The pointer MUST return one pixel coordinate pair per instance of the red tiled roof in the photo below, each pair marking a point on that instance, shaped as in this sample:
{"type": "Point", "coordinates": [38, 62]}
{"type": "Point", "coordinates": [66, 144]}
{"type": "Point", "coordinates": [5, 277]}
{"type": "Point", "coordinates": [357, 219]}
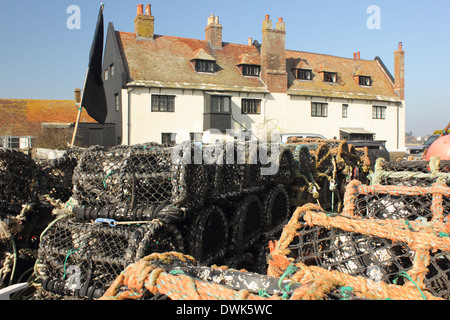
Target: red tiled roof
{"type": "Point", "coordinates": [24, 117]}
{"type": "Point", "coordinates": [348, 71]}
{"type": "Point", "coordinates": [166, 62]}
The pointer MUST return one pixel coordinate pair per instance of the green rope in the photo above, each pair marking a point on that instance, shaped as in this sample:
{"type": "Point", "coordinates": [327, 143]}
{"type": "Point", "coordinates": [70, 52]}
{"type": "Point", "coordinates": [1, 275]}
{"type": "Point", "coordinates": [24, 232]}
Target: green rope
{"type": "Point", "coordinates": [263, 293]}
{"type": "Point", "coordinates": [65, 261]}
{"type": "Point", "coordinates": [176, 272]}
{"type": "Point", "coordinates": [404, 274]}
{"type": "Point", "coordinates": [110, 173]}
{"type": "Point", "coordinates": [409, 226]}
{"type": "Point", "coordinates": [289, 271]}
{"type": "Point", "coordinates": [345, 291]}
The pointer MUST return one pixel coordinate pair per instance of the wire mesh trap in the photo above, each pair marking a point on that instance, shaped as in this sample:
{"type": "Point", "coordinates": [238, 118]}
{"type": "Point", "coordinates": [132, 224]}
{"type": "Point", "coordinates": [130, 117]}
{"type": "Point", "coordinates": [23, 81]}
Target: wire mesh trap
{"type": "Point", "coordinates": [144, 175]}
{"type": "Point", "coordinates": [324, 168]}
{"type": "Point", "coordinates": [82, 259]}
{"type": "Point", "coordinates": [18, 181]}
{"type": "Point", "coordinates": [381, 252]}
{"type": "Point", "coordinates": [175, 276]}
{"type": "Point", "coordinates": [411, 173]}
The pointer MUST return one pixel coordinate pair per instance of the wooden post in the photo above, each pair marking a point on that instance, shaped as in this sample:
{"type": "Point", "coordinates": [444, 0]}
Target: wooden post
{"type": "Point", "coordinates": [79, 112]}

■ **How to complete this task**
Copy the full listing above exactly, apart from the pictures.

■ **Task result**
The pointer MUST return one pixel coordinate pair per instance of the red tiled roof in the photo below, each pair marking a point on that instance, shaped as in this sample:
{"type": "Point", "coordinates": [38, 62]}
{"type": "Point", "coordinates": [66, 144]}
{"type": "Point", "coordinates": [5, 277]}
{"type": "Point", "coordinates": [357, 219]}
Target: red tiled roof
{"type": "Point", "coordinates": [24, 117]}
{"type": "Point", "coordinates": [348, 71]}
{"type": "Point", "coordinates": [166, 62]}
The pointer MUST return one pixel coordinate pair per instance of the green rope in the photo above, each pair marking a point on that instance, shaped as in this sample:
{"type": "Point", "coordinates": [327, 143]}
{"type": "Point", "coordinates": [70, 52]}
{"type": "Point", "coordinates": [1, 275]}
{"type": "Point", "coordinates": [24, 232]}
Target: green rope
{"type": "Point", "coordinates": [263, 293]}
{"type": "Point", "coordinates": [65, 261]}
{"type": "Point", "coordinates": [176, 272]}
{"type": "Point", "coordinates": [404, 274]}
{"type": "Point", "coordinates": [110, 173]}
{"type": "Point", "coordinates": [409, 226]}
{"type": "Point", "coordinates": [289, 271]}
{"type": "Point", "coordinates": [345, 291]}
The pointer MUST return one pixel coordinate pair per instance of the wire mesh trap in the photo above, each pair marking a point on that instance, shaped as in this sample:
{"type": "Point", "coordinates": [238, 118]}
{"type": "Point", "coordinates": [132, 224]}
{"type": "Point", "coordinates": [130, 117]}
{"type": "Point", "coordinates": [23, 81]}
Target: wire mesh trap
{"type": "Point", "coordinates": [144, 175]}
{"type": "Point", "coordinates": [324, 168]}
{"type": "Point", "coordinates": [82, 259]}
{"type": "Point", "coordinates": [18, 181]}
{"type": "Point", "coordinates": [381, 252]}
{"type": "Point", "coordinates": [175, 276]}
{"type": "Point", "coordinates": [411, 173]}
The pointer MUST return one pixel coordinate pair per instance of the wooden post in the photo above, each pair marking a point on that instance, shaped as in this sample:
{"type": "Point", "coordinates": [444, 0]}
Target: wooden post
{"type": "Point", "coordinates": [79, 112]}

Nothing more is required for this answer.